**Problem requirements:** The answer should contain all of the data, retyped without any alteration.

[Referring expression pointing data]

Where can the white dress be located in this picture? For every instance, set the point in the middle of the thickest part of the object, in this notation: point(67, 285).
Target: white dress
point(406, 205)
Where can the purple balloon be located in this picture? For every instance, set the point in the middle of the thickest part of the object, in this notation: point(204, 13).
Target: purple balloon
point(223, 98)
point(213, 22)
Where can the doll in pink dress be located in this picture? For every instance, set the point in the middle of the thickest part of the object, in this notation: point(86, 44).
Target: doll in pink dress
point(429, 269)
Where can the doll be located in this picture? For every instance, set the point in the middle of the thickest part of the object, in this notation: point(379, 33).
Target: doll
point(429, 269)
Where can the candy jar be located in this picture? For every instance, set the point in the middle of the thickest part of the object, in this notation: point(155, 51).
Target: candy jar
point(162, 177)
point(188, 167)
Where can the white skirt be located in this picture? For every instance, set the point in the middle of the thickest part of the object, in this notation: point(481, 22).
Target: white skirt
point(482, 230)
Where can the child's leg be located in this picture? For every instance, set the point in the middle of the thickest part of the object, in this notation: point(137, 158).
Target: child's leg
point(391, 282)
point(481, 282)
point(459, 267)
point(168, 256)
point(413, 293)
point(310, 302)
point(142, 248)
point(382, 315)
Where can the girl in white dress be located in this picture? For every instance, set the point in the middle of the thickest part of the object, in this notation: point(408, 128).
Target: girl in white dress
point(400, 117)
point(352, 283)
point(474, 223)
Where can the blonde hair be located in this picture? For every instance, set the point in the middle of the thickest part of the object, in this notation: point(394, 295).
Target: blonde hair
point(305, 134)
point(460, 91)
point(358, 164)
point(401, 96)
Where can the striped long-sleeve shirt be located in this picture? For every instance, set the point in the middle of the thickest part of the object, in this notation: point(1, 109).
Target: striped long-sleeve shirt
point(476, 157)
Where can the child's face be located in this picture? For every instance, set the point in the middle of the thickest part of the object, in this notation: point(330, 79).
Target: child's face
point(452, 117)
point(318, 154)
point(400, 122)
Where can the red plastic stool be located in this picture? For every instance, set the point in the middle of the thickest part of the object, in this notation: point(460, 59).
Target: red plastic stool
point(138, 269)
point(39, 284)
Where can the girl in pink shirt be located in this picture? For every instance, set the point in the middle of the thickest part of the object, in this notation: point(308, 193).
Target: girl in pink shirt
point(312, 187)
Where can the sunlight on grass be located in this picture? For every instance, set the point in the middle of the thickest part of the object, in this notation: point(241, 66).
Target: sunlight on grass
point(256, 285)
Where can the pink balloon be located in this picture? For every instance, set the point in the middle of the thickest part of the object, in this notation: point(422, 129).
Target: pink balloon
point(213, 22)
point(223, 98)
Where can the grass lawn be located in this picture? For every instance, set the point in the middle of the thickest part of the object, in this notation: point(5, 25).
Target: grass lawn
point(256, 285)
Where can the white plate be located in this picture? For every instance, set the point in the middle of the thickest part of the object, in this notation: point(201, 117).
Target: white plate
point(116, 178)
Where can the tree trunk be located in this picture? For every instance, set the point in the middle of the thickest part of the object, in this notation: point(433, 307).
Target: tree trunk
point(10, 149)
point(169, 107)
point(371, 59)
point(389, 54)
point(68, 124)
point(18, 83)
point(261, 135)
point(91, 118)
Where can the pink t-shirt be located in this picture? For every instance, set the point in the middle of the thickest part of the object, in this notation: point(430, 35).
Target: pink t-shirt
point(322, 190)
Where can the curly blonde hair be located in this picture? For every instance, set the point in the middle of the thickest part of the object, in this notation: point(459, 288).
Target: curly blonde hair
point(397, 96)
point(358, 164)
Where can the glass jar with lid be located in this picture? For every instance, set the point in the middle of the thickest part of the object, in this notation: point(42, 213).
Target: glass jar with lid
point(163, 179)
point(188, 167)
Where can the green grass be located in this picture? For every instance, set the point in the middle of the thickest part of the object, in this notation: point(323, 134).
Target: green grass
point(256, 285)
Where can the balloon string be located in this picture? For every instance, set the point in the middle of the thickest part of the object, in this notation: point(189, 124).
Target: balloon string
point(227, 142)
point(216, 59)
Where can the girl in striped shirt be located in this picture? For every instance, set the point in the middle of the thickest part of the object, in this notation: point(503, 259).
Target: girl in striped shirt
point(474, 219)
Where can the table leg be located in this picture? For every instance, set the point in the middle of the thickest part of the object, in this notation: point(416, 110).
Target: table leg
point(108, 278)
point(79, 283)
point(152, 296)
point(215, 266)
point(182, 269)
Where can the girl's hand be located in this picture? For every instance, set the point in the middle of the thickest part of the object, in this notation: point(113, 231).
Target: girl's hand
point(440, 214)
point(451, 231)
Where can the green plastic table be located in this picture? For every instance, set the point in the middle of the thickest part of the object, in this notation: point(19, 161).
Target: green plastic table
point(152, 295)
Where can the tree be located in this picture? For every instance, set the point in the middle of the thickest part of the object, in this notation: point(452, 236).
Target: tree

**Output for this task:**
Where can the white dress be located in this picture? For every instance, set the point in the middle of the thickest part of the object, in this notation: point(67, 285).
Target: white dress
point(406, 205)
Where can the purple balloon be located in this picture? For every instance, set the point in the middle of the thickest part of the object, in this notation: point(204, 13).
Target: purple balloon
point(223, 98)
point(213, 22)
Where can the doll in pink dress be located in this picture? For every instance, set the point in the middle of the thickest part of the object, in this notation: point(86, 44).
Target: doll in pink dress
point(429, 269)
Where can the doll be located in this picture? For every instance, set the point in the middle of the thickest part of the object, in this notation: point(379, 33).
Target: doll
point(429, 269)
Where can the candy jar be located in this picture? For every instance, set the point in the middle of the thickest part of the object, in this notation: point(155, 51).
Target: candy jar
point(162, 177)
point(188, 167)
Where can the white skirt be located in this picture? For every instance, set the point in the middle of the thickest part of the object, in this notation: point(481, 22).
Target: white skirt
point(482, 230)
Where can the child's leg be located in this picture? For every instance, set the point in the middle of the thickest part of the object, in this notation: point(137, 158).
Target: child's leg
point(391, 282)
point(481, 282)
point(459, 267)
point(168, 256)
point(413, 293)
point(310, 302)
point(142, 248)
point(382, 315)
Where can the girl in white dress be located in this picture? For every instance, set the point in the middle of the thickest part of the object, in this notation: point(408, 128).
Target: girl in white dress
point(400, 117)
point(352, 283)
point(474, 223)
Where can the blonde hair be located in this picture? For every instance, set the point in the middle of the thickest part of the object, in this notation: point(394, 295).
Target: blonde hair
point(305, 134)
point(460, 91)
point(358, 164)
point(401, 96)
Where can the striped long-sleeve shirt be located in this picture? For every instance, set the point in the middle of the thickest part of the object, in this notation: point(1, 109).
Target: striped long-sleeve shirt
point(476, 157)
Where can the child's face be located in this picture? For every instance, set the point in the middle of the thickest part of the object, in this notation: point(330, 79).
Target: child's face
point(452, 117)
point(318, 154)
point(400, 122)
Where can the red plastic stool be located in this picture? For every instance, set the point in the middle of the thickest part of the object, in this notation: point(460, 59).
Target: red plastic stool
point(138, 269)
point(39, 284)
Where can the girl in pink shirt be located in this picture? For every instance, set the point in the middle of the thickest part of the object, in this notation: point(308, 193).
Target: girl in pink shirt
point(312, 187)
Where can the sunlight on grass be located in this picture? For every instance, set the point in the middle of the thickest part of the object, in this notation: point(241, 66).
Target: sunlight on grass
point(256, 285)
Where can the pink balloon be located in this picture? For every instance, set the point in the middle of the thickest part of the object, in this notation: point(422, 129).
Target: pink balloon
point(213, 22)
point(223, 98)
Where can the grass lawn be located in this picture? For every instance, set the point in the middle of the thickest part of the object, in this notation: point(5, 25).
Target: grass lawn
point(256, 285)
Where can the white plate be located in this picture? For every instance, set the point in the middle of the thickest part of the object, in this notation: point(201, 117).
Target: white plate
point(116, 178)
Where can the tree trunk be located in this picture? For every instance, set the point in the middle of the thickest part of the object, in this notation: point(433, 307).
Target: tree trunk
point(10, 149)
point(169, 107)
point(371, 59)
point(389, 54)
point(68, 124)
point(18, 83)
point(261, 135)
point(91, 118)
Where can the pink t-shirt be located in this picture? For every instance, set the point in the middle of the thickest part of the object, in this notation: point(430, 35).
Target: pink t-shirt
point(322, 190)
Where can the curly blonde hair be located in this picture? For every instance, set the point in the middle of the thickest part of the object, in this notation: point(459, 288).
Target: curly blonde hair
point(397, 96)
point(358, 164)
Where can the glass jar with lid be located in this picture? For every instance, set the point in the middle of the thickest part of the object, in this notation: point(42, 213).
Target: glass jar with lid
point(163, 179)
point(188, 167)
Where can the green grass be located in this picture? For every instance, set the point in the middle of the thickest part of the object, in this notation: point(323, 134).
Target: green grass
point(256, 285)
Where can the balloon string be located in this picture? For every instance, set the point in the middle of the thickest part of the object, in this notation: point(189, 124).
Target: balloon string
point(227, 142)
point(216, 59)
Where can the girl in striped shirt be located in this picture? For every instance, set the point in the middle of the thickest part of the object, in this notation: point(503, 259).
Target: girl in striped shirt
point(474, 219)
Where can the table leg be located in this picture? For every instance, set the point in the middle of the thickest part of the object, in this notation: point(416, 110).
Target: table leg
point(108, 278)
point(79, 283)
point(152, 296)
point(215, 266)
point(182, 269)
Where can the girl's hand be located in this picture? For every instance, set the point in the middle of the thickest part of the object, in this notation: point(113, 231).
Target: girl's hand
point(440, 214)
point(451, 231)
Where can the green plastic table be located in this picture? For every instance, set the point in the middle of the thickest part of the object, in this notation: point(19, 161).
Target: green plastic table
point(152, 295)
Where can the tree be located in this picture? For every instance, set the point in the middle of the thickest part of the object, in this notation: point(452, 236).
Target: tree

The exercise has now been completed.